> STATED TASK:
Can you put the lines below into a JSON list of strings, with one string for each line and the blank lines left out?

> TASK INPUTS:
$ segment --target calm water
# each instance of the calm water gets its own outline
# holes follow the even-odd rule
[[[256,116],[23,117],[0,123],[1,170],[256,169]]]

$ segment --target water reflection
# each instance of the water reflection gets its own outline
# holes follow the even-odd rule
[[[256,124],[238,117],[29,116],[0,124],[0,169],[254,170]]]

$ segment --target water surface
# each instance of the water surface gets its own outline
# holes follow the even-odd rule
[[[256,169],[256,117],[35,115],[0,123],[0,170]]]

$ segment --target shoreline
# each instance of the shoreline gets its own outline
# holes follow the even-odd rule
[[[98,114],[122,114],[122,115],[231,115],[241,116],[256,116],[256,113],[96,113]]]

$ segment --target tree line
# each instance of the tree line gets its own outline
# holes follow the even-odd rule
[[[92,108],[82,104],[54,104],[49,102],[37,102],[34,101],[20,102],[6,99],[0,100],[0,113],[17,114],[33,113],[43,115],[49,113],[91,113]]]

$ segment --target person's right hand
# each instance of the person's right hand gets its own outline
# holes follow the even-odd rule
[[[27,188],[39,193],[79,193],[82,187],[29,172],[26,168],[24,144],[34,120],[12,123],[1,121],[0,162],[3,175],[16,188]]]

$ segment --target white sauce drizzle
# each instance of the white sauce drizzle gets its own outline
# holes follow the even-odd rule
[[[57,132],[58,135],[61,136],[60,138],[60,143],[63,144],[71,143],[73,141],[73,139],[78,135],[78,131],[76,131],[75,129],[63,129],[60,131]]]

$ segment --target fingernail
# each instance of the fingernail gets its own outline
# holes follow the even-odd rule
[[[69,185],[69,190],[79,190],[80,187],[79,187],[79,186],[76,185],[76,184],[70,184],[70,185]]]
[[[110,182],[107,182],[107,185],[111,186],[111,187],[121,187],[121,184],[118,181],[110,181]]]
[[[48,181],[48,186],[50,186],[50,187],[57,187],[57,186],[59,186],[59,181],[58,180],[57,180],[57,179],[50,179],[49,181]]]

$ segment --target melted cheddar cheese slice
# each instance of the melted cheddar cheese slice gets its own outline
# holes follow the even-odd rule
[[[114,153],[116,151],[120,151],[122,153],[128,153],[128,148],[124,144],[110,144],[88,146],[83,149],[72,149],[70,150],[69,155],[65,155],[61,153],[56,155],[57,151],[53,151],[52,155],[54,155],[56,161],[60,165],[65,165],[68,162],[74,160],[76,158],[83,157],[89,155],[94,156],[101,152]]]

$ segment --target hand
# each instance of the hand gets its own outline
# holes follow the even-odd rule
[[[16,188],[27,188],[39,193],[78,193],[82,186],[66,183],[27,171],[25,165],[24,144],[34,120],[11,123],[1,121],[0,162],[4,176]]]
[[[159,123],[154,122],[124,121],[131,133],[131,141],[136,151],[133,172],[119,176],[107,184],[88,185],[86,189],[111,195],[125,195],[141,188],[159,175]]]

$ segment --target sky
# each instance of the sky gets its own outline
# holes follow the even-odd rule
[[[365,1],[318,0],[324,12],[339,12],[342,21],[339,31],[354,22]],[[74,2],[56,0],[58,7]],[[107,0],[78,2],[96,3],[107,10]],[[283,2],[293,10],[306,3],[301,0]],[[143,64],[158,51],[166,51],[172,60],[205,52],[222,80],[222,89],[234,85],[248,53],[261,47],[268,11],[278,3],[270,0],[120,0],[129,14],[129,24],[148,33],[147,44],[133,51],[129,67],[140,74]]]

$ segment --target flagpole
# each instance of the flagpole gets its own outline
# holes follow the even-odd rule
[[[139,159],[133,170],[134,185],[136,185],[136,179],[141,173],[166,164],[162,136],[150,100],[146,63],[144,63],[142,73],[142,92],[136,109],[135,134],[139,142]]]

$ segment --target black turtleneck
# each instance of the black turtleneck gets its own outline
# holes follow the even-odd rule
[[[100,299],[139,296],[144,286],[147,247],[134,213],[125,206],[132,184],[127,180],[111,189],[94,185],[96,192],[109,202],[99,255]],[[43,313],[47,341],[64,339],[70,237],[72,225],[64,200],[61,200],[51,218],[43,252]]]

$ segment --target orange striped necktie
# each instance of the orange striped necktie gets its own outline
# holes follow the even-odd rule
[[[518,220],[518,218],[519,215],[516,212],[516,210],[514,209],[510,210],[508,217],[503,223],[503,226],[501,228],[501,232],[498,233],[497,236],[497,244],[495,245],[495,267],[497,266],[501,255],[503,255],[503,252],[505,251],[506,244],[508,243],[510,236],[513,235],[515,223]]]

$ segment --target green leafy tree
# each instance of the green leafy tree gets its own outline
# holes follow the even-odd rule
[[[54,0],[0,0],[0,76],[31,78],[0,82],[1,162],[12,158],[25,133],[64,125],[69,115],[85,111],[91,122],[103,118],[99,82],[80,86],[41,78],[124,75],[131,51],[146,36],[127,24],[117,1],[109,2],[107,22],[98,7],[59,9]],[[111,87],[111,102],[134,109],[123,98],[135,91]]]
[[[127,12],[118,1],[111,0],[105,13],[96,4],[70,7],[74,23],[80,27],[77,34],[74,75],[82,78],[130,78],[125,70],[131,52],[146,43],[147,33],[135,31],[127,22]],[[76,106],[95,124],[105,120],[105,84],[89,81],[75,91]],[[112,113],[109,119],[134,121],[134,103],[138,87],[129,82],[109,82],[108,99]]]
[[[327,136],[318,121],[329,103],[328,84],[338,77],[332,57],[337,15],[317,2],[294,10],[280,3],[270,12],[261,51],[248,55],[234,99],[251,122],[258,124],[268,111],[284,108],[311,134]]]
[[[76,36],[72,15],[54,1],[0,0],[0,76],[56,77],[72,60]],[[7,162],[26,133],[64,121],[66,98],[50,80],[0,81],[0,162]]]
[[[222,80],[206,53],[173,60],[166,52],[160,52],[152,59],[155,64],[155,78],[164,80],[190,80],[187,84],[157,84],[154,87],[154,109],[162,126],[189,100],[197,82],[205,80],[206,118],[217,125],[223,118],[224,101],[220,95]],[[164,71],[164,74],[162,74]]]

> RESULT BELOW:
[
  "$ segment --target calm water",
  "# each instance of the calm water gets its own outline",
  "# holes follow the even-odd rule",
  "[[[256,116],[23,117],[0,123],[1,170],[256,169]]]",
  "$ segment --target water reflection",
  "# each instance of the water reflection gets its own outline",
  "# holes follow the even-odd rule",
  "[[[256,124],[238,117],[29,116],[0,124],[0,169],[254,170]]]",
  "$ segment --target water surface",
  "# each instance of the water surface gets its own outline",
  "# holes follow the even-odd rule",
  "[[[256,169],[256,117],[35,115],[0,123],[0,170]]]",
  "$ segment --target shoreline",
  "# each instance of the shoreline gets its own outline",
  "# holes follow the even-odd rule",
  "[[[98,114],[122,114],[122,115],[231,115],[241,116],[256,116],[256,113],[96,113]]]",
  "$ segment --target tree line",
  "# each instance of the tree line gets its own outline",
  "# holes follow the even-odd rule",
  "[[[92,108],[82,104],[54,104],[49,102],[37,102],[34,101],[20,102],[6,99],[0,100],[0,113],[17,114],[33,113],[43,115],[49,113],[91,113]]]",
  "$ segment --target person's right hand",
  "# each instance of the person's right hand gets its own outline",
  "# holes follow the even-odd rule",
  "[[[27,188],[39,193],[79,193],[82,187],[29,172],[26,168],[24,144],[34,120],[12,123],[1,121],[0,162],[3,175],[16,188]]]",
  "$ segment --target white sauce drizzle",
  "# each instance of the white sauce drizzle gets its own outline",
  "# holes follow the even-odd rule",
  "[[[57,132],[58,135],[61,136],[60,138],[60,143],[63,144],[71,143],[73,141],[73,139],[78,135],[78,131],[76,131],[75,129],[63,129],[60,131]]]",
  "$ segment --target fingernail",
  "# each instance of the fingernail gets its own outline",
  "# holes follow the even-odd rule",
  "[[[69,185],[69,190],[79,190],[80,187],[79,187],[79,186],[76,185],[76,184],[70,184],[70,185]]]",
  "[[[110,182],[107,182],[107,185],[111,186],[111,187],[121,187],[121,184],[118,181],[110,181]]]",
  "[[[48,181],[48,186],[50,186],[50,187],[57,187],[57,186],[59,186],[59,181],[58,180],[57,180],[57,179],[50,179],[49,181]]]",
  "$ segment --target melted cheddar cheese slice",
  "# each instance of the melted cheddar cheese slice gets its own outline",
  "# holes follow the even-odd rule",
  "[[[114,153],[116,151],[120,151],[122,153],[128,153],[128,148],[124,144],[110,144],[88,146],[83,149],[72,149],[70,150],[69,155],[65,155],[61,153],[56,155],[57,151],[53,151],[52,155],[54,155],[56,161],[60,165],[65,165],[68,162],[74,160],[76,158],[83,157],[89,155],[94,156],[101,152]]]",
  "$ segment --target hand",
  "# each instance of the hand gets its own outline",
  "# holes follow the even-odd rule",
  "[[[16,188],[27,188],[39,193],[78,193],[82,186],[66,183],[27,171],[25,165],[24,144],[34,120],[11,123],[1,121],[0,162],[4,176]]]",
  "[[[159,123],[154,122],[124,121],[131,133],[131,141],[136,151],[133,172],[119,176],[107,184],[88,185],[86,189],[111,195],[125,195],[141,188],[159,175]]]",
  "$ segment --target sky",
  "# each instance of the sky gets its own outline",
  "# holes follow the even-odd rule",
  "[[[365,1],[318,0],[324,12],[339,12],[342,21],[339,31],[354,22]],[[74,2],[56,0],[58,7]],[[107,0],[78,2],[96,3],[107,10]],[[283,2],[293,10],[306,3],[301,0]],[[143,64],[158,51],[166,51],[172,60],[205,52],[222,80],[222,89],[234,85],[248,53],[261,47],[268,11],[278,3],[270,0],[120,0],[129,14],[129,24],[148,33],[147,44],[133,51],[129,67],[140,74]]]",
  "$ segment --target flagpole",
  "# each instance of the flagpole gets its own outline",
  "# holes follow the even-odd rule",
  "[[[139,159],[133,170],[134,185],[136,185],[136,179],[141,173],[166,164],[162,136],[150,100],[146,63],[144,63],[142,73],[142,92],[136,109],[135,134],[139,142]]]",
  "$ segment --target black turtleneck",
  "# each instance of the black turtleneck gets its own outline",
  "# holes follow the even-odd rule",
  "[[[100,299],[139,296],[144,286],[147,247],[134,213],[125,206],[132,184],[127,180],[111,189],[94,185],[96,192],[109,202],[99,255]],[[43,313],[47,341],[64,339],[70,237],[72,225],[64,200],[61,200],[51,218],[43,252]]]",
  "$ segment --target orange striped necktie",
  "# each instance of the orange striped necktie gets its own outline",
  "# holes follow the even-odd rule",
  "[[[518,220],[518,218],[519,215],[516,212],[516,210],[514,209],[510,210],[508,217],[503,223],[503,226],[501,228],[501,232],[498,233],[497,236],[497,244],[495,245],[495,267],[497,266],[501,255],[503,255],[503,252],[505,251],[506,244],[508,243],[510,236],[513,235],[515,223]]]",
  "$ segment --target green leafy tree",
  "# each instance of the green leafy tree gets its own outline",
  "# holes follow the even-odd rule",
  "[[[54,0],[0,0],[0,76],[31,78],[0,82],[1,162],[12,158],[25,133],[64,125],[69,115],[85,111],[91,122],[103,118],[99,82],[80,86],[41,78],[124,75],[131,51],[146,36],[127,24],[117,1],[109,2],[107,22],[98,7],[59,9]],[[111,87],[111,102],[134,109],[123,98],[135,91]]]",
  "[[[127,12],[118,1],[111,0],[105,13],[96,4],[70,7],[74,23],[80,27],[77,34],[74,75],[82,78],[130,78],[125,70],[131,52],[146,43],[147,33],[135,31],[127,22]],[[76,106],[95,124],[105,120],[105,84],[89,81],[75,91]],[[112,113],[109,119],[134,121],[134,103],[138,87],[129,82],[109,82],[108,99]]]",
  "[[[327,136],[318,121],[329,103],[328,84],[338,77],[332,57],[337,15],[317,2],[294,10],[280,3],[270,12],[261,51],[248,55],[234,99],[251,122],[258,124],[268,111],[284,108],[311,134]]]",
  "[[[76,36],[72,15],[54,1],[0,0],[0,76],[56,77],[72,60]],[[7,162],[26,133],[64,121],[66,98],[50,80],[0,81],[0,162]]]",
  "[[[222,80],[206,53],[173,60],[166,52],[160,52],[152,59],[155,64],[155,78],[164,80],[190,80],[187,84],[157,84],[154,87],[154,109],[162,126],[189,100],[197,82],[205,80],[206,118],[217,125],[223,118],[224,101],[220,95]],[[164,71],[164,74],[162,74]]]"
]